_Qué se pide_
• a. Resume el texto seleccionado en dos oraciones.
• b. Copia del texto seleccionado el fragmento que va desde "Cuando llegué a" hasta "ya no están.", esta última parte incluida.

:: Texto seleccionado

Cuando llegué a Sincelejo,en enero de 1993, Carlos Alberto Severiche Sierra y Medardo de Jesús Contreras Lastre, se me » pegaron» literalmente. Ambos eran jóvenes agradables, mamadores de ron y de gallo. Chicaneros. Y ambos, lamentablemente, ya no están.
Carlos Alberto, llegaba con las cuartillas del noticiero barajándolas en sus manos, y con su cara de dormilón, con el rostro ajado por el sueño y empezaba a practicar la lectura de las noticias, pero a veces se salía del libreto y recitaba una retahíla de personajes de los que se burlaba. Después soltaba una risotada.
Nunca le sacó la garrocha a un locutor profesor con el que se fue a las trompadas por unos electrodomésticos que sacaron a crédito.
Al principio no se lo tomaban en serio, porque Carlos Alberto no estaba entre los locutores consagrados, que eran otros, mientras se iba abriendo paso en una motocicleta y un montón de mujeres que iba coleccionando como camisas. Dejó trece hijos.
Yo le decía , también en broma, que dejara a esas mujeres en libertad, para que se buscaran una mejor suerte. Entonces se veía apenado. Sólo sonreía. Era picaron y buen mozo. Llevaba una vida divertida, pero era buena gente.
Por lo regular el lunes no iba al noticiero de la mañana, porque por su oficio los fines de semana andaba por algún pueblo como presentador de Licosabanas, de donde no pudo ser desbancado, pese a que le pusieron muchas zancadillas.

::::
:: Registros proporcionados

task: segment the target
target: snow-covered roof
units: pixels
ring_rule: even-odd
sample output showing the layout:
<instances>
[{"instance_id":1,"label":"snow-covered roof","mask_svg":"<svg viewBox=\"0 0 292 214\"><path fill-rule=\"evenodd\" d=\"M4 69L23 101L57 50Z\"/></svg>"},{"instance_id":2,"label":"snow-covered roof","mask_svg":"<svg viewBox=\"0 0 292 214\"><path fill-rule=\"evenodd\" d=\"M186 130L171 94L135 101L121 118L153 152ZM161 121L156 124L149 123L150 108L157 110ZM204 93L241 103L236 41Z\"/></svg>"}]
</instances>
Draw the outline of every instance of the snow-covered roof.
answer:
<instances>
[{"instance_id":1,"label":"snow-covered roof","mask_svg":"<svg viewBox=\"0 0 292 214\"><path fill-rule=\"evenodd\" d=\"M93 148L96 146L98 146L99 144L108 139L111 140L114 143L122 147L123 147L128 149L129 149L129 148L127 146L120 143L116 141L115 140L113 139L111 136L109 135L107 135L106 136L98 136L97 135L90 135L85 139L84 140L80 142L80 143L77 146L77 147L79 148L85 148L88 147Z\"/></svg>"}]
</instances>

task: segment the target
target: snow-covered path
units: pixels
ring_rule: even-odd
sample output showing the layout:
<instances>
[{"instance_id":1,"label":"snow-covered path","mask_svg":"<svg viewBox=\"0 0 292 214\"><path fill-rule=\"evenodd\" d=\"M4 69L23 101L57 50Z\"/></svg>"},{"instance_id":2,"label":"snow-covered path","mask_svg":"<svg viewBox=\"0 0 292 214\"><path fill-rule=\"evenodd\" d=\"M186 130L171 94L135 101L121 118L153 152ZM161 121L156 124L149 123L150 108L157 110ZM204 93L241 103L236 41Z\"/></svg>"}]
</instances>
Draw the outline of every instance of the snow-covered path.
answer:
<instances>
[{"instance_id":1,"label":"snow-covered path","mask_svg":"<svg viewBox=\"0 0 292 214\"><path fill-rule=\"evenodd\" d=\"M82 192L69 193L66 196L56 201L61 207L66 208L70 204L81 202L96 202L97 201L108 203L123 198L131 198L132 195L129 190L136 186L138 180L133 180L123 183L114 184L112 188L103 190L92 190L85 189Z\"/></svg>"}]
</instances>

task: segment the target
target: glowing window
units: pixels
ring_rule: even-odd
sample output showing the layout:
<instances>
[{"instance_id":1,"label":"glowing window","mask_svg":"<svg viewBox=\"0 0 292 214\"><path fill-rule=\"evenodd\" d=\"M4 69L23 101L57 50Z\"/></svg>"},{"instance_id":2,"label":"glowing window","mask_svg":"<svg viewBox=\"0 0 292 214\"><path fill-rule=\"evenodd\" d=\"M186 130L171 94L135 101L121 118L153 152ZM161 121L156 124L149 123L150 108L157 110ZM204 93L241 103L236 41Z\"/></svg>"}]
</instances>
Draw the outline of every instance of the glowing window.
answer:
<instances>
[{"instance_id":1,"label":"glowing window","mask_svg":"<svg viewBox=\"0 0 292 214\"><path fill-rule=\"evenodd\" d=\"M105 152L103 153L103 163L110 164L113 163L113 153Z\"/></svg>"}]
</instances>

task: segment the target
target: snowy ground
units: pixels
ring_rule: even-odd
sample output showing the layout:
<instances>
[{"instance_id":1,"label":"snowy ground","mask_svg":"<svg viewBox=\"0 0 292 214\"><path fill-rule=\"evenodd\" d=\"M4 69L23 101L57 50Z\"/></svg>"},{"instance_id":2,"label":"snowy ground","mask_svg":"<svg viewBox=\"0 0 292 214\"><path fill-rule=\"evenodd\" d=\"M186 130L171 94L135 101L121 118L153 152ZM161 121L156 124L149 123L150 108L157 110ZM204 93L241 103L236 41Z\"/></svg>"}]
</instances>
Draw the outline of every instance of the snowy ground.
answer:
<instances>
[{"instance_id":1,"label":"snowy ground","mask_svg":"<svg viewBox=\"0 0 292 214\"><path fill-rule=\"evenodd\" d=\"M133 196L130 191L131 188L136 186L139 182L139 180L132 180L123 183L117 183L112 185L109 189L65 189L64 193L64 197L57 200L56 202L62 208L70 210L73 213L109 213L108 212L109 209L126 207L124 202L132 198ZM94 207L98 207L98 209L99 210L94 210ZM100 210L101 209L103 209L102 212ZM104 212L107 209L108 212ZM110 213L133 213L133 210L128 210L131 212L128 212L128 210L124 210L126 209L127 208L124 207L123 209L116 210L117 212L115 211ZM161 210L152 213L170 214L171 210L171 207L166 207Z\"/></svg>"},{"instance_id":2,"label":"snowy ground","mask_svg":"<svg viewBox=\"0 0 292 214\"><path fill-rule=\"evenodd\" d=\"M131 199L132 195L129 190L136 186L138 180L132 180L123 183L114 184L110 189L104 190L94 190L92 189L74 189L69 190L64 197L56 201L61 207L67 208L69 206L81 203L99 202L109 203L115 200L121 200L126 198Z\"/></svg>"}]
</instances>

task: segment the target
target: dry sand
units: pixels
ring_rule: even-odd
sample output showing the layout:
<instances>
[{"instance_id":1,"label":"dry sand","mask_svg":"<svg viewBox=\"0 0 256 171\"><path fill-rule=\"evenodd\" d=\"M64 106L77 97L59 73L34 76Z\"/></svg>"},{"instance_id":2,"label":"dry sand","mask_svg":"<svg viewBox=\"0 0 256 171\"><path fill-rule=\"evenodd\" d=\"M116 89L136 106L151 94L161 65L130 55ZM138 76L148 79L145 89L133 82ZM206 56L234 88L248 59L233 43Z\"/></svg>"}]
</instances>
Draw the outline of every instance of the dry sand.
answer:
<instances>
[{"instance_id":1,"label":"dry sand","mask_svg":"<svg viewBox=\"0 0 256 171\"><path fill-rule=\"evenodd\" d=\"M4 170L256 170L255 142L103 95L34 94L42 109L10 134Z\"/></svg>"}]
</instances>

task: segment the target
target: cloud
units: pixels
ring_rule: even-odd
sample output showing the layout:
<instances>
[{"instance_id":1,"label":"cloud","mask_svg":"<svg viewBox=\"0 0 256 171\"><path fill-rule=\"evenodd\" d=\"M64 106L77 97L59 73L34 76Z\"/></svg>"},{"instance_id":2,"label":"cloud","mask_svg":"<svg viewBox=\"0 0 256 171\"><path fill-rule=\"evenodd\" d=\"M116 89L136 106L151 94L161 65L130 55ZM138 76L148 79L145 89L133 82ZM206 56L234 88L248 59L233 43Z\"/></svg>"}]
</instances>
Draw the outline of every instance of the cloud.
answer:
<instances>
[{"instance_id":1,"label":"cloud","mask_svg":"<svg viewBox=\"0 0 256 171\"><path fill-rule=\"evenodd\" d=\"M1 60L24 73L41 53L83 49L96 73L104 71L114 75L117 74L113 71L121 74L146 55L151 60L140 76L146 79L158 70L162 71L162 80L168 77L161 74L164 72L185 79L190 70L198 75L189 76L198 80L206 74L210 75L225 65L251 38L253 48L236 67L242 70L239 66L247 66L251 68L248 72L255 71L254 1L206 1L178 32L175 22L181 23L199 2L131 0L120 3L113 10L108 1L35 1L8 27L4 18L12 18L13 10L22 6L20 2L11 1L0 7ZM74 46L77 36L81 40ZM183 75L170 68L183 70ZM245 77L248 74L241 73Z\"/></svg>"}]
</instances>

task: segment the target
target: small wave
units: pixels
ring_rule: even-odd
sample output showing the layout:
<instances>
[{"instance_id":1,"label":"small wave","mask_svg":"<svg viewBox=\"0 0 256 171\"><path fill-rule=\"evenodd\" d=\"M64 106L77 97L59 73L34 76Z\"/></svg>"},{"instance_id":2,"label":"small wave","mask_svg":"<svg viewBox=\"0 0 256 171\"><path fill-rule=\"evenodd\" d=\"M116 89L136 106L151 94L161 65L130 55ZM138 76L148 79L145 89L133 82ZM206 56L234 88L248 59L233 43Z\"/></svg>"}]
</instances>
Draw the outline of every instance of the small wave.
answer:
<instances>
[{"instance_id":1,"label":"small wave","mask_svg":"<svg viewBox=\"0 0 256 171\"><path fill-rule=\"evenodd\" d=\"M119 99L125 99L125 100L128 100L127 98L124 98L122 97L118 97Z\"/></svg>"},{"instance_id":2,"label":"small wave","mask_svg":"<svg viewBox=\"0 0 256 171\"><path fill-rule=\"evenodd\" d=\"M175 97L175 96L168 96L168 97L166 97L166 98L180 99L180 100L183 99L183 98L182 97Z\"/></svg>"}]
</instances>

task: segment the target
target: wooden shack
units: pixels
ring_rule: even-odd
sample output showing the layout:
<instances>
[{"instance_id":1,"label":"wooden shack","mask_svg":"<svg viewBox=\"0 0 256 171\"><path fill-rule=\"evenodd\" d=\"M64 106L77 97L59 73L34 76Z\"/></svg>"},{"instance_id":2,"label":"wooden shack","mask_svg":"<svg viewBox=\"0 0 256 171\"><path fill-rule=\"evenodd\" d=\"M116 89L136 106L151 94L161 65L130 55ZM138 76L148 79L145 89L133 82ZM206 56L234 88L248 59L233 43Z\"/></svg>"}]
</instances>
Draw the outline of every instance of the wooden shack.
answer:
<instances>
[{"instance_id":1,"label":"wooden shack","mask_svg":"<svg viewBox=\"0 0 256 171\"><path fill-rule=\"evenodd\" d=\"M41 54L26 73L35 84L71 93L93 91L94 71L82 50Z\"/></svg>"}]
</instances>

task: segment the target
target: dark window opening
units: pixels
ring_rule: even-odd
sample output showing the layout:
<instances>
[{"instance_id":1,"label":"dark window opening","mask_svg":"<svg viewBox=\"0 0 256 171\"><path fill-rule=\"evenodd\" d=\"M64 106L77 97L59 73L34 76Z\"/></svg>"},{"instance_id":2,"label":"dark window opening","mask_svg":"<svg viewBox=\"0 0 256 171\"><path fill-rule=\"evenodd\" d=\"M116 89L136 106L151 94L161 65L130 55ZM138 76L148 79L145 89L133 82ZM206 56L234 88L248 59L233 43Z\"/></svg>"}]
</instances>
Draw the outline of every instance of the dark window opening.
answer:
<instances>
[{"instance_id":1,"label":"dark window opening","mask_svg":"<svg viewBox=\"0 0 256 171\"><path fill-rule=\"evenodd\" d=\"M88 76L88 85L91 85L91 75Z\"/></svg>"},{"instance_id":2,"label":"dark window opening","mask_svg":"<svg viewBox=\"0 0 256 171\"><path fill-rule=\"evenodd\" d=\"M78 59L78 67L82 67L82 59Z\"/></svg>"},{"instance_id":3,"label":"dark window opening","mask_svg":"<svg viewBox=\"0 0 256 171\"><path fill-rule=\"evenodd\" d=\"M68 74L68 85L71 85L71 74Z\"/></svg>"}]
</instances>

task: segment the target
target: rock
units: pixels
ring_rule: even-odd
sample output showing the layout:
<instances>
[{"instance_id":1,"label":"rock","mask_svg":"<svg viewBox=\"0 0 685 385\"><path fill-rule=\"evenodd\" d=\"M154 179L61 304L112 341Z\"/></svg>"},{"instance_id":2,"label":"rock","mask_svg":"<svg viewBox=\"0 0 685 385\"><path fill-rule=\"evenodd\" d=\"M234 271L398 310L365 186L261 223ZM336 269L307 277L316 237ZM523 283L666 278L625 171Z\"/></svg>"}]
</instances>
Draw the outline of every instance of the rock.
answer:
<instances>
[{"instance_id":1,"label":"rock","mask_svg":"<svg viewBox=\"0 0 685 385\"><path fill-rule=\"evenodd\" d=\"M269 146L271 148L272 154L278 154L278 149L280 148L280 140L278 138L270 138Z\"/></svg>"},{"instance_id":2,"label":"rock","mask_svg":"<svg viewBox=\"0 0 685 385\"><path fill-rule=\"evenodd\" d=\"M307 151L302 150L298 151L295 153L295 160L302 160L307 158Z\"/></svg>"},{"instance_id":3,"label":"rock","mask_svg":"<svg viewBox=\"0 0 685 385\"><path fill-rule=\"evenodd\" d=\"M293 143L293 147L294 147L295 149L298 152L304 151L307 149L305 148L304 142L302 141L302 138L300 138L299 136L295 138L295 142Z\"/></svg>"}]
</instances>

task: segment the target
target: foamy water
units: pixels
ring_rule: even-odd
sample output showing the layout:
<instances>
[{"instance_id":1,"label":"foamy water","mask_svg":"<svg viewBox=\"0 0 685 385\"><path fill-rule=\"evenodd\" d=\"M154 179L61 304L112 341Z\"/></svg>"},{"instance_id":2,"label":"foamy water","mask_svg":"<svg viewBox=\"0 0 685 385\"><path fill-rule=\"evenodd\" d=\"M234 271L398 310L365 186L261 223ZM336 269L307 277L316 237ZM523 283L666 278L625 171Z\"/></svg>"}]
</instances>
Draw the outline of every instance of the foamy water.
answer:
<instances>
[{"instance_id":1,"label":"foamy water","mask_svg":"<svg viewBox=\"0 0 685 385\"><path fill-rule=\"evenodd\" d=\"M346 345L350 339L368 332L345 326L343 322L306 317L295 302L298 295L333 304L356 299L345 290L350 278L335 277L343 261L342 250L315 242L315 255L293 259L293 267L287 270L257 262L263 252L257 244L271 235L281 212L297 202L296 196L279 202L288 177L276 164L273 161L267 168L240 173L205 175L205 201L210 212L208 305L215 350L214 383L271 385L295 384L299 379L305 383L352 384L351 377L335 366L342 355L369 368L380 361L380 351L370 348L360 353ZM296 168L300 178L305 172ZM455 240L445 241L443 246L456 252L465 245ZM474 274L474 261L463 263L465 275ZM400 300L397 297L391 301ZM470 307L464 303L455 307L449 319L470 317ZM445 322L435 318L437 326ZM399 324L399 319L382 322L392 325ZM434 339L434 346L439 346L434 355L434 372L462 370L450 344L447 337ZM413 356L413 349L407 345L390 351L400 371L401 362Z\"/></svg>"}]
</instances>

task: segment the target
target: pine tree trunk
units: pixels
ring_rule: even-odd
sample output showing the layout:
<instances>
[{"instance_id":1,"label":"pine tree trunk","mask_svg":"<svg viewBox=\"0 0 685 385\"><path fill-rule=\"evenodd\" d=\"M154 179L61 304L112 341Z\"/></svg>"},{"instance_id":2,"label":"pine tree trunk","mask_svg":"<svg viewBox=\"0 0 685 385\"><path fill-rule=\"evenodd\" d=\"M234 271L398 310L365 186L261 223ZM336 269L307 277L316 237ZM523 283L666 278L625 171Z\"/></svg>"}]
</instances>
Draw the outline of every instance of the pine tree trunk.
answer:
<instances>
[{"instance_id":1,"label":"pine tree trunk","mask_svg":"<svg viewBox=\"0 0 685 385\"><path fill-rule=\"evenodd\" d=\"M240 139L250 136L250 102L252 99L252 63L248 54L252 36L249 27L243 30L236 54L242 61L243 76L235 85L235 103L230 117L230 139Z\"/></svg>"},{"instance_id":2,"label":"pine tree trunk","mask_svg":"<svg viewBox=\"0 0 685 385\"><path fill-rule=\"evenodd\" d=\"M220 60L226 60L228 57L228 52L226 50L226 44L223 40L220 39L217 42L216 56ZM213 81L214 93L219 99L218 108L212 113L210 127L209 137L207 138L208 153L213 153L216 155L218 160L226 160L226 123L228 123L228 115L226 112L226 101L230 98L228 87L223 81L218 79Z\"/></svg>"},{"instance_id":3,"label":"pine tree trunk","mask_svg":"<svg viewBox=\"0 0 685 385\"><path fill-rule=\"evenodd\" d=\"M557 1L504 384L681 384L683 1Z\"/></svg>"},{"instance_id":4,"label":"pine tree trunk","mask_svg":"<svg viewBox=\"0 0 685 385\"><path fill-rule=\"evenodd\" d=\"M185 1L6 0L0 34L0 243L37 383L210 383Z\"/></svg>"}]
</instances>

::::

_Respuestas escritas_
• a. Cuando llegó a Sincelejo en enero de 1993, a quien narra se le pegaron Carlos Alberto Severiche Sierra y Medardo de Jesús Contreras Lastre, dos jóvenes agradables y chicaneros que ya no están. Carlos Alberto, a quien al principio no tomaban en serio porque no estaba entre los locutores consagrados, iba coleccionando mujeres, dejó trece hijos, era buena gente y los fines de semana trabajaba como presentador de Licosabanas.

• b.
Cuando llegué a Sincelejo,en enero de 1993, Carlos Alberto Severiche Sierra y Medardo de Jesús Contreras Lastre, se me » pegaron» literalmente. Ambos eran jóvenes agradables, mamadores de ron y de gallo. Chicaneros. Y ambos, lamentablemente, ya no están.